Your assignment: Your result should be the lines holding the word "snow", copied from the entries below.

Record extracts:
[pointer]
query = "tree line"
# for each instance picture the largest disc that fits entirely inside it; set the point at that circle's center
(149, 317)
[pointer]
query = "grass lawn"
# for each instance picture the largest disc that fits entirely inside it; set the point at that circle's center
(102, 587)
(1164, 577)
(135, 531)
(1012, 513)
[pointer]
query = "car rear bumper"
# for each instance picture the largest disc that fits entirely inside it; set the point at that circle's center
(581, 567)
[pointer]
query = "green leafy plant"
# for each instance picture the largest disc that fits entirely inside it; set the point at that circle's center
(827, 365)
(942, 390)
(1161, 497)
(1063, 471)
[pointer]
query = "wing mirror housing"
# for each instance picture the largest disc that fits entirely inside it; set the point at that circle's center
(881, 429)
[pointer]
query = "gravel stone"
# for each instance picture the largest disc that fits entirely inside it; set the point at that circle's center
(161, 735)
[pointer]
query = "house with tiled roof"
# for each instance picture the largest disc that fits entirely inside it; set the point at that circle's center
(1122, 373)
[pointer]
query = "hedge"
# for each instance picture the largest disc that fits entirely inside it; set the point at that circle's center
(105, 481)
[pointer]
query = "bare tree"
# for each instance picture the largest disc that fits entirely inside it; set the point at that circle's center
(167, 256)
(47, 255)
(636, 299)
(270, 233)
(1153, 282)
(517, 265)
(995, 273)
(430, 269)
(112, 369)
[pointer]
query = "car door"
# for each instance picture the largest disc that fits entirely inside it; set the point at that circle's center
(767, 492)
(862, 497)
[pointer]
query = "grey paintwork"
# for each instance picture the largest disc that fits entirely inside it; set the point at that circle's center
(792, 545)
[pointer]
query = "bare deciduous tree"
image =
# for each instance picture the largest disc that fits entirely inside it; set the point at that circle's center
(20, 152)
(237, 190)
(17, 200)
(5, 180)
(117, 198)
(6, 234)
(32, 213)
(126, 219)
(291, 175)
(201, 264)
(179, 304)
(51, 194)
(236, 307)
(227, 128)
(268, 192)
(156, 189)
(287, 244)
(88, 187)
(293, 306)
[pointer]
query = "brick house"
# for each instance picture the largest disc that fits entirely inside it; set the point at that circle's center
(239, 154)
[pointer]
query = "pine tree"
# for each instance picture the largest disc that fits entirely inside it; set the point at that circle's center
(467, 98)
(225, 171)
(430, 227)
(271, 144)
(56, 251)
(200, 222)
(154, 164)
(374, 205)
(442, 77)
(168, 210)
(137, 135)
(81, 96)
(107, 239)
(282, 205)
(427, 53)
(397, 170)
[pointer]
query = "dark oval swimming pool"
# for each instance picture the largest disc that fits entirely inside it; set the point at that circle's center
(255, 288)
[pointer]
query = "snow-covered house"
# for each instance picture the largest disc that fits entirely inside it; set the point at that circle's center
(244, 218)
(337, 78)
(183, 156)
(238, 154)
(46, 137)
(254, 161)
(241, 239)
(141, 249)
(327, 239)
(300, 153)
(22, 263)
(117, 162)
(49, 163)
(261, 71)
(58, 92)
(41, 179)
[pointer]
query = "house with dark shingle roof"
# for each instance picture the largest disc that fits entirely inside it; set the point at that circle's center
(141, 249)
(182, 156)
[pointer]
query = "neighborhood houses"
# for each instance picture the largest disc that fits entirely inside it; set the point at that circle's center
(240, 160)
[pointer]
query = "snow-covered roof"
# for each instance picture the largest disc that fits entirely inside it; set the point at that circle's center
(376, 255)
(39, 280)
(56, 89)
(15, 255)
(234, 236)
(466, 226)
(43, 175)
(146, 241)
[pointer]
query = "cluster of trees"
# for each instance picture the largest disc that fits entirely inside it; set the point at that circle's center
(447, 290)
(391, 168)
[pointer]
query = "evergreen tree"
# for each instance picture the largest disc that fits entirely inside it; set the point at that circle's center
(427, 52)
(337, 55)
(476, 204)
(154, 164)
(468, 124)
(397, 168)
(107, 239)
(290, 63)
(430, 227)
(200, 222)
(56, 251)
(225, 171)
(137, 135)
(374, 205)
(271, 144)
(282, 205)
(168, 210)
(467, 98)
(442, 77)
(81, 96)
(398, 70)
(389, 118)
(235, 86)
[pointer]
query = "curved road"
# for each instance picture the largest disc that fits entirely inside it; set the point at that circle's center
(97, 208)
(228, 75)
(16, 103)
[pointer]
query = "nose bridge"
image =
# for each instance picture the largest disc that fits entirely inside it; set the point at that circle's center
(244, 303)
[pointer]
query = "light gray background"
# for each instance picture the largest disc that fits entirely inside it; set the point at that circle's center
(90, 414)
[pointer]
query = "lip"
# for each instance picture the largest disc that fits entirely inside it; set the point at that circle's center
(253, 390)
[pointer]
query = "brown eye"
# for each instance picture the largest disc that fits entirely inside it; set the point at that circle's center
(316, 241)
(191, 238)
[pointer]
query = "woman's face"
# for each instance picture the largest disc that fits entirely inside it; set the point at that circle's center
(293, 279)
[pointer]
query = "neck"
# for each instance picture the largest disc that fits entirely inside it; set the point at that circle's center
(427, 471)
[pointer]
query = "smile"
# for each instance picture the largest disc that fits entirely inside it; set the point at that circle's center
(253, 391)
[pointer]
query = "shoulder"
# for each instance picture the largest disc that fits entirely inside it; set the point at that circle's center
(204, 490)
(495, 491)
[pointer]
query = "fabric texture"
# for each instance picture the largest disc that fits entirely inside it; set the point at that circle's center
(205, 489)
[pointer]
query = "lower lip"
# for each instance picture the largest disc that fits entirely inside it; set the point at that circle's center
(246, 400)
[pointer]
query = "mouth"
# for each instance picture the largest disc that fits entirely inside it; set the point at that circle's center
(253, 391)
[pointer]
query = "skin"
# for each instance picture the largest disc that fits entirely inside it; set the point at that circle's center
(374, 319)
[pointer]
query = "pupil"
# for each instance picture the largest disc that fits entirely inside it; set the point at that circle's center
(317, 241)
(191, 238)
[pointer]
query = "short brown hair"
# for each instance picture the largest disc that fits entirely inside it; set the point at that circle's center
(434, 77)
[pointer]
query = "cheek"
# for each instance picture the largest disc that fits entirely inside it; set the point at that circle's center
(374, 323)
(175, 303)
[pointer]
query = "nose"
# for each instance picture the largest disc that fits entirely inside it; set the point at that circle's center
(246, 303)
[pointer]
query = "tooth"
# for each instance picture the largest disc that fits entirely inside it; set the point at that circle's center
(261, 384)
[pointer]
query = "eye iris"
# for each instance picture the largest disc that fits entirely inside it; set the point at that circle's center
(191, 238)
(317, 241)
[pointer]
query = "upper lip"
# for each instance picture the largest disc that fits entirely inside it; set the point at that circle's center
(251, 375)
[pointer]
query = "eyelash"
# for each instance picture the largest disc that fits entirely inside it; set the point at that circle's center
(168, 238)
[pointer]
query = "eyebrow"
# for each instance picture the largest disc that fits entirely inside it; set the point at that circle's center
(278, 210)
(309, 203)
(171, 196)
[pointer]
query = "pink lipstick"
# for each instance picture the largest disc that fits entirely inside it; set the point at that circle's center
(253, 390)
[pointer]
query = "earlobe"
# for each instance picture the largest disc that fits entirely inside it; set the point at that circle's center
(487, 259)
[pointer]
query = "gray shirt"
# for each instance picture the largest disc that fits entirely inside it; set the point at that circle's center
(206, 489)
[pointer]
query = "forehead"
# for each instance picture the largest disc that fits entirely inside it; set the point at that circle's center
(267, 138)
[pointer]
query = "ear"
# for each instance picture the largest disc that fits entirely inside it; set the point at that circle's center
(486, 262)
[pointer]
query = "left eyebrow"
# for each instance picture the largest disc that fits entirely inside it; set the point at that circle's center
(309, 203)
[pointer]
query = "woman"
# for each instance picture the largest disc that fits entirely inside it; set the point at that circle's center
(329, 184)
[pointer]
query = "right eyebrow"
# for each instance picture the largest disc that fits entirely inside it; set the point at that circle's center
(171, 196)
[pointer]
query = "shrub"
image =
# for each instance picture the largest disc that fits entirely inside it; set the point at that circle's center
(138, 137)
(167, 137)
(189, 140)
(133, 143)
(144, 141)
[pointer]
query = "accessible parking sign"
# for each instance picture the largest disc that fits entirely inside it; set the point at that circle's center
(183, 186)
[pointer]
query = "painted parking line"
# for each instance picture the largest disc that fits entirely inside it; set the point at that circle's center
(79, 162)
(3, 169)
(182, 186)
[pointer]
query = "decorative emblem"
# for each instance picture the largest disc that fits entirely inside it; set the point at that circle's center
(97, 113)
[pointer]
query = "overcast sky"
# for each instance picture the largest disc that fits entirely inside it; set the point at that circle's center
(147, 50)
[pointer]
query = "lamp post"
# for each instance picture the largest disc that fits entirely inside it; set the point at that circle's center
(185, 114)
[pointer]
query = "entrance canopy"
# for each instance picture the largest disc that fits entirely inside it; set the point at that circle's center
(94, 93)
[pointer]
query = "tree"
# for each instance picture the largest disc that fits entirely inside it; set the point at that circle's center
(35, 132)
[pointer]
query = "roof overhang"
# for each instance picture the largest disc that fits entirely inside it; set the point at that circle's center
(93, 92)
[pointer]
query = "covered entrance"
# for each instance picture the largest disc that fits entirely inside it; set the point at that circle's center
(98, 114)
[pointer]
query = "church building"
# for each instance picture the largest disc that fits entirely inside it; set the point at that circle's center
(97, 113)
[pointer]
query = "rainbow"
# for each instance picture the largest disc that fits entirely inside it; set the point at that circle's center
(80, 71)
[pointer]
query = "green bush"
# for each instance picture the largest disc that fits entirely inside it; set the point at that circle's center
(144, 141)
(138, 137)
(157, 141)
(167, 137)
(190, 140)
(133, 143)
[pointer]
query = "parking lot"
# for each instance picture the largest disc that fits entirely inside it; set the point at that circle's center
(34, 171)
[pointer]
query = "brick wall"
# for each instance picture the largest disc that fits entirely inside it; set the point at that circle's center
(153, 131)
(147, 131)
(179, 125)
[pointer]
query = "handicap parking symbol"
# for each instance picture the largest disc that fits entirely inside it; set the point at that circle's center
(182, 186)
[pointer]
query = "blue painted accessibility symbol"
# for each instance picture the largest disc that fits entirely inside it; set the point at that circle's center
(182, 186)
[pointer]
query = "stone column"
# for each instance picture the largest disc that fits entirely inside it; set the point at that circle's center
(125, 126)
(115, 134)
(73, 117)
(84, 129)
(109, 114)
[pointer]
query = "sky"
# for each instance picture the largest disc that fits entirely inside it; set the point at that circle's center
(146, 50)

Solution for this exercise:
query = "snow-covered house"
query = "snow-covered roof"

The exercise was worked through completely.